_DOCUMENT_
***

# chickens in the winter



## neldarez

My chickens won't come outside since the snow has come so we put this old tarp over part of the run today and then they could have some scratch. They came out!


----------



## UncleJoe

Ours don't seem to mind the snow as long as they can still walk around. I've seen them scratching through the snow looking for whatever they could find. Now if we get 8" they tend to stay inside until I can shovel out a small area for them.


----------



## *Andi

Chickens are a rather hardy critter ... Mine love to play and scratch in the snow ... (no matter the weather.)


----------



## neldarez

*Andi said:


> Chickens are a rather hardy critter ... Mine love to play and scratch in the snow ... (no matter the weather.)


Our first snow and it was 5 1/2 inches, think it overwhelmed their little chicken brains!! I know it did mine.......

***

_Records from a point annotation dataset_
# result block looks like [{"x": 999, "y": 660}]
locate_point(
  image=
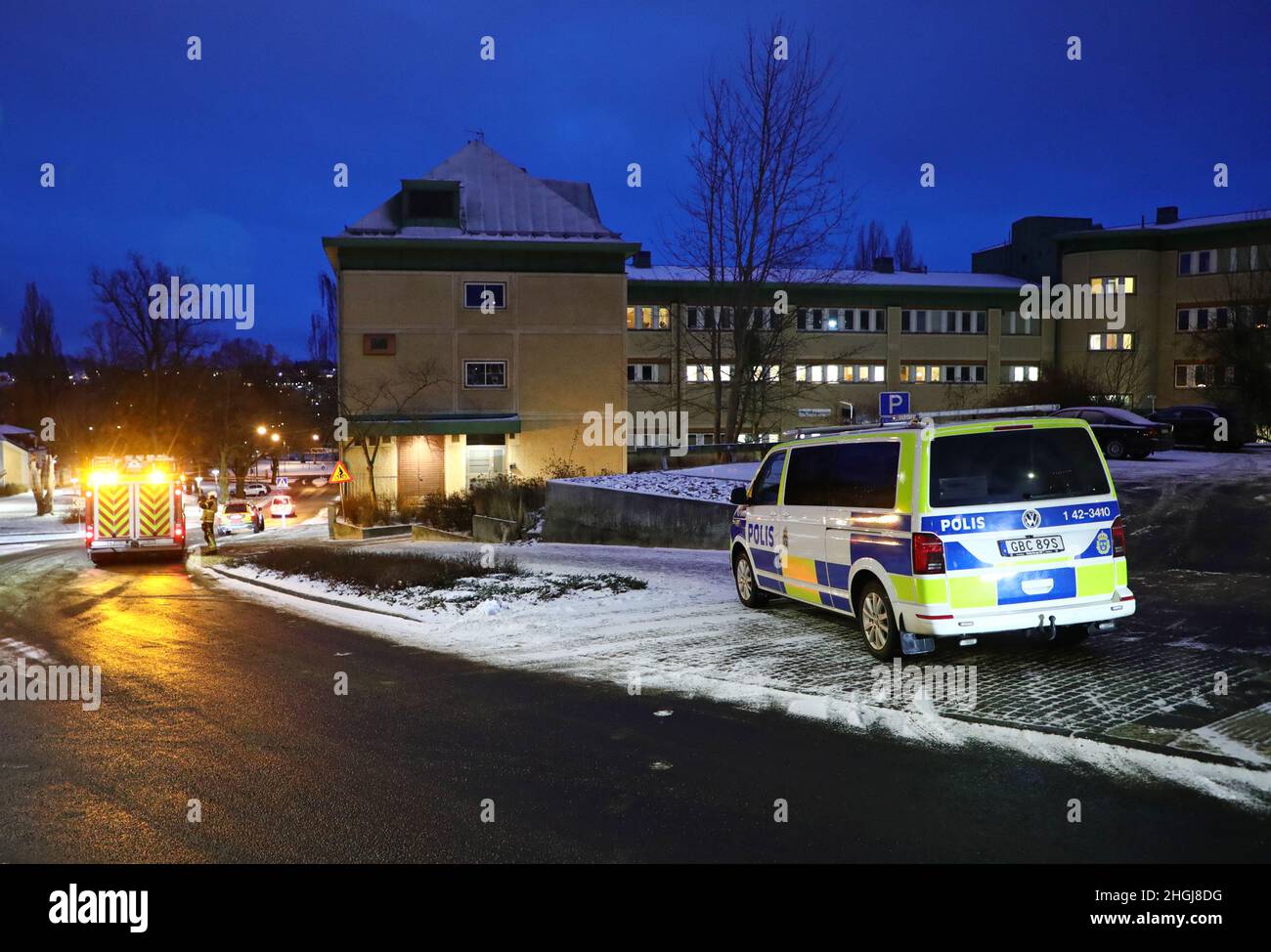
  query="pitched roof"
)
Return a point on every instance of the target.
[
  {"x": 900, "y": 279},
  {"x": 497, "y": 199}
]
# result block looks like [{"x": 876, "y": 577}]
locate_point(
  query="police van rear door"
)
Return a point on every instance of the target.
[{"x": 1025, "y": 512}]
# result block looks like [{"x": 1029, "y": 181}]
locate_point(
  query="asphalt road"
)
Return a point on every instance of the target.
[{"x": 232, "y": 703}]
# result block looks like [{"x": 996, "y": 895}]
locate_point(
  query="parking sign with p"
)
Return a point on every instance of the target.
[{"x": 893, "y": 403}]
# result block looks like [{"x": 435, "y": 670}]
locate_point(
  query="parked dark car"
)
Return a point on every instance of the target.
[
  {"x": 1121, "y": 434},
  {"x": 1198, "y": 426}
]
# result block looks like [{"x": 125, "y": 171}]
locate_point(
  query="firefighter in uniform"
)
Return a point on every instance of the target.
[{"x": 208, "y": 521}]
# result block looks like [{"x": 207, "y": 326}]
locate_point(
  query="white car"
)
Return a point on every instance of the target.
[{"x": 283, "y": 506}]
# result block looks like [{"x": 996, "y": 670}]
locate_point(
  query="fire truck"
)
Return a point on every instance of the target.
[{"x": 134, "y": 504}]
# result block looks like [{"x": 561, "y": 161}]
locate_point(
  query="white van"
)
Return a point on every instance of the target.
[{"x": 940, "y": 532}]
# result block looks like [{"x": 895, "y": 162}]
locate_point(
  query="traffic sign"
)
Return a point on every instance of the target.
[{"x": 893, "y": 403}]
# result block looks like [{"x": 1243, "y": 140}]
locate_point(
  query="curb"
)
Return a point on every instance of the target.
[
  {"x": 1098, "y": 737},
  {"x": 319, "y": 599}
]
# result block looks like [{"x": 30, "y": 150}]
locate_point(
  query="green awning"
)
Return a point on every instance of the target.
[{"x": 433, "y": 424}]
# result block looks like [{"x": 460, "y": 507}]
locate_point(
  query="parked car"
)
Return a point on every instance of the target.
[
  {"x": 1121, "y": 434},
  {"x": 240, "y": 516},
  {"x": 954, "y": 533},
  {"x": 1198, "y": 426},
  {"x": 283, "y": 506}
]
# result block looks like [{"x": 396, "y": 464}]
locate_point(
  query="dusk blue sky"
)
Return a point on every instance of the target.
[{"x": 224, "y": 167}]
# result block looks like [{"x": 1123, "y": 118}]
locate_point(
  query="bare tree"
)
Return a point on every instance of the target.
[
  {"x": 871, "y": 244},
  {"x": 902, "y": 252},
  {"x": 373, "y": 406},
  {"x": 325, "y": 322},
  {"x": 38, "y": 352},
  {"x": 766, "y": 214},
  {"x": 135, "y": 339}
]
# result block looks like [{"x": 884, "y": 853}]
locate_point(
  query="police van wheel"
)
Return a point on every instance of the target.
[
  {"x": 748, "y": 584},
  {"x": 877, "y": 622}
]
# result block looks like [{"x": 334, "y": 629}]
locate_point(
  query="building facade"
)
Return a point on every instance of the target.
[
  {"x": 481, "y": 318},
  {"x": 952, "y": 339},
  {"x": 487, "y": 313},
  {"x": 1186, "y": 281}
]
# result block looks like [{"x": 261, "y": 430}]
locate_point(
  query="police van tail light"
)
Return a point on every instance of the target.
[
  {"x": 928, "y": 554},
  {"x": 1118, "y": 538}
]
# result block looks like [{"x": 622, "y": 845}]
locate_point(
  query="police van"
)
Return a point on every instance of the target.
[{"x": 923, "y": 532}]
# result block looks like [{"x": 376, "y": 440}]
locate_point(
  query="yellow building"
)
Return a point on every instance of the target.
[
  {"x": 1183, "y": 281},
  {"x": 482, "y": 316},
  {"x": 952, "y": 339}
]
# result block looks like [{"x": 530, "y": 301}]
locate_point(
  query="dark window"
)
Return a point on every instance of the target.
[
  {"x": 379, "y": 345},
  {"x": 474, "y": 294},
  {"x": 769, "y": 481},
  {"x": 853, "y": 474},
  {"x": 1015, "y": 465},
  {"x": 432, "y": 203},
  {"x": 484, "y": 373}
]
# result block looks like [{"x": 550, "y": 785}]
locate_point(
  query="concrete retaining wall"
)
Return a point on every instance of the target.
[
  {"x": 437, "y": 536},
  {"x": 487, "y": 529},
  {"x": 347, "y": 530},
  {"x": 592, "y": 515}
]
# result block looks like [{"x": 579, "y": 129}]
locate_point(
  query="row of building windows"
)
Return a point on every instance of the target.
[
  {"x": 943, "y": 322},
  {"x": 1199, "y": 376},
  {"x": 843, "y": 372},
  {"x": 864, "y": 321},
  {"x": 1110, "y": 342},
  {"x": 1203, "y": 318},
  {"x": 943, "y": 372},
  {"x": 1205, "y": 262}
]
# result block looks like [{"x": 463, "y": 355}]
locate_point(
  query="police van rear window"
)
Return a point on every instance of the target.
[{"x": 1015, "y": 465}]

***

_TO BE DONE_
**a)** Please summarize the thread on chickens in winter in two sentences.
**b)** In the thread on chickens in winter, substitute "canvas" for "tarp" and write out the passage from "# chickens in" to "They came out!".

_TASK-BY-TASK ANSWERS_
**a)** One poster's chickens would not go outside once the snow came, but they came out to scratch after a tarp was put over part of their run. Others say their chickens don't mind the snow and will scratch or play in it, though one notes that after 8" theirs stay inside until a small area is shoveled out.

**b)**
# chickens in the winter



## neldarez

My chickens won't come outside since the snow has come so we put this old canvas over part of the run today and then they could have some scratch. They came out!